TASK INPUT:
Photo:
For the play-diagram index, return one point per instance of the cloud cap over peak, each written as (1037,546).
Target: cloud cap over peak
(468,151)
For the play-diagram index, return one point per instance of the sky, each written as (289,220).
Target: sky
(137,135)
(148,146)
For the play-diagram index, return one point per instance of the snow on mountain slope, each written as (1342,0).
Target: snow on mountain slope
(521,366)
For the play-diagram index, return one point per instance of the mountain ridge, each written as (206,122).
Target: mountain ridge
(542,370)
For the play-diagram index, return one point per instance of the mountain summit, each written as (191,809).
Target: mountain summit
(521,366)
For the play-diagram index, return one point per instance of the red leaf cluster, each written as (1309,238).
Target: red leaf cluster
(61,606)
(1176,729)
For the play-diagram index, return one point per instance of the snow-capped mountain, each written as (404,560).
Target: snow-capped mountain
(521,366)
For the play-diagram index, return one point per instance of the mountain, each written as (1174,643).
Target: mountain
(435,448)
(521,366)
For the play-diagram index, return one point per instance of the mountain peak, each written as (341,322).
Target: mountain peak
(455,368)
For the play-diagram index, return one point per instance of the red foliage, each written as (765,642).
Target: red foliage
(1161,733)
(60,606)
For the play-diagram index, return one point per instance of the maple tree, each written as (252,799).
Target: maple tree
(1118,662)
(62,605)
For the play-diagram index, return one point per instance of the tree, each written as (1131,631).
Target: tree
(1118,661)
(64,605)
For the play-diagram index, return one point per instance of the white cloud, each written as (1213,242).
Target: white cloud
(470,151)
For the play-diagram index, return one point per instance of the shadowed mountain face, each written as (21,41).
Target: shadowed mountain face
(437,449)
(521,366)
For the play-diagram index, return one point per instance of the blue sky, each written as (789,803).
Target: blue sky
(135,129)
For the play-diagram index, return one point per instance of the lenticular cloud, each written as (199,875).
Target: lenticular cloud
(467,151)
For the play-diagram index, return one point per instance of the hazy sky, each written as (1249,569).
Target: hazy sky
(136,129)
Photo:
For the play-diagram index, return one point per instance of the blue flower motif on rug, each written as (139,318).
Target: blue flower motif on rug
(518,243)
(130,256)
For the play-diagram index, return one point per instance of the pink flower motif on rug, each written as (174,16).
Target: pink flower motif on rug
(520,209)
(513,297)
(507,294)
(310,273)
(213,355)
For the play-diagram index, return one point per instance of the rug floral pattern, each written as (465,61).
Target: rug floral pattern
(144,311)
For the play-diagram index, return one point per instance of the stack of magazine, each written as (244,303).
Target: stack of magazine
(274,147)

TASK OBJECTIVE:
Please set down all of the data above again, matching it exactly.

EXERCISE RESPONSE:
Photo:
For the play-diagram index, return one point per instance of the cloud cap over peak, each written as (1037,546).
Target: cloud cap over peak
(468,151)
For the play-diagram index, return one point per instance of the sky, each written as (289,220).
Target: sky
(137,135)
(148,146)
For the play-diagram index, return one point per instance of the snow on mountain slope, each written as (1342,0).
Target: snow on mountain slope
(521,366)
For the play-diagram index, return one point per instance of the mountain ridge, each written as (206,122).
Target: mountain ridge
(542,370)
For the play-diagram index, return one point per instance of the mountain summit, each written as (191,809).
Target: mountain summit
(521,366)
For the play-diagram index, return one point per instance of the red leaf cluster, each written as (1309,238).
Target: red leaf cluster
(61,606)
(1176,729)
For the play-diagram index, return one point per instance of the snow-capped mountain, each written as (404,560).
Target: snow-capped mountain
(521,366)
For the play-diagram index, return one point per instance of the mountain, each written as (1174,643).
Target: mountain
(435,448)
(521,366)
For the play-diagram index, return one point per instance of the mountain peak, each written as (341,322).
Target: mountain peak
(455,368)
For the play-diagram index, return one point per instance of the red foliage, each written as (765,642).
Target: red foliage
(1161,733)
(60,606)
For the play-diagram index, return one point per instance of the maple tree, each written as (252,799).
Target: maple tree
(1118,662)
(62,605)
For the play-diagram index, return one point per instance of the tree, each written as (1131,631).
Target: tree
(1118,661)
(64,605)
For the play-diagram index, return one point per instance of the white cloud, each written as (1213,242).
Target: white cloud
(470,151)
For the play-diagram index, return one point per instance of the shadowed mountain face, each written as (21,41).
Target: shadowed mountain face
(437,449)
(521,366)
For the play-diagram index, return one point per instance of the blue sky, each written as (789,803).
Target: blue sky
(135,129)
For the play-diagram index, return one point per instance of the lenticular cloud, each written as (199,875).
Target: lenticular cloud
(467,151)
For the play-diagram index, return one point per instance of the hazy sky, each written as (1249,569).
Target: hazy sky
(136,129)
Photo:
For the play-diagram index, return one point per instance of the blue flower motif on rug, each written as (139,318).
Target: blue flower motif on rug
(518,243)
(130,256)
For the play-diagram index, return one point per instance of the pink flower motif on rug, each written as (174,16).
Target: pink flower motif on rug
(520,209)
(513,297)
(507,294)
(310,273)
(213,355)
For the play-diagram index, return one point per instance of the rug floral pattern, each written as (465,61).
Target: rug floral pattern
(144,311)
For the play-diagram index, return one point per instance of the stack of magazine, each written as (244,303).
Target: stack of magazine
(274,147)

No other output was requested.